(Image-grounded pointing data)

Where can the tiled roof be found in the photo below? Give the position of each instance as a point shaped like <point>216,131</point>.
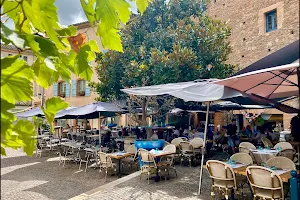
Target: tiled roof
<point>12,47</point>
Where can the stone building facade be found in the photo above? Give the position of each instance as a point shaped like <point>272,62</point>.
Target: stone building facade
<point>254,36</point>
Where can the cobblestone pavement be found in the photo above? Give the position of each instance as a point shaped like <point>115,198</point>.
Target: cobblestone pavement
<point>24,177</point>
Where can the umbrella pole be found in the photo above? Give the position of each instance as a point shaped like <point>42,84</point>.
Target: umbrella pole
<point>99,130</point>
<point>298,75</point>
<point>203,148</point>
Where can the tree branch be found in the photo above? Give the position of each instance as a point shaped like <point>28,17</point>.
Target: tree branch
<point>9,10</point>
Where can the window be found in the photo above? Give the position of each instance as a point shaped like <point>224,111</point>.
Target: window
<point>81,87</point>
<point>62,89</point>
<point>271,21</point>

> **WORK TO COMPLETE**: Return verbatim each line from the one that mentions "Where can the stone" to the end of the entries, inclusive.

> **EXERCISE RESULT**:
Where can the stone building facade be found in the photo above? Give the position of each instance as a point shaped like <point>272,62</point>.
Target: stone building facade
<point>254,36</point>
Where can the cobblestone pavement be found in the photo above? Give the position of each instance as a point shaped like <point>115,198</point>.
Target: cobblestone pavement
<point>24,177</point>
Where can the umbrella pole be found in the photo above? Give the position of each instance as a point shaped like <point>42,84</point>.
Target: umbrella pole
<point>99,130</point>
<point>298,75</point>
<point>203,148</point>
Where can the tree branch be found in the photo above? Give the position of each instance as a point shaped like <point>28,17</point>.
Target: tree branch
<point>9,10</point>
Where can the window be found in the photo above? Give the position of each instance as a point shaped like <point>224,111</point>.
Target: window
<point>81,87</point>
<point>62,89</point>
<point>271,21</point>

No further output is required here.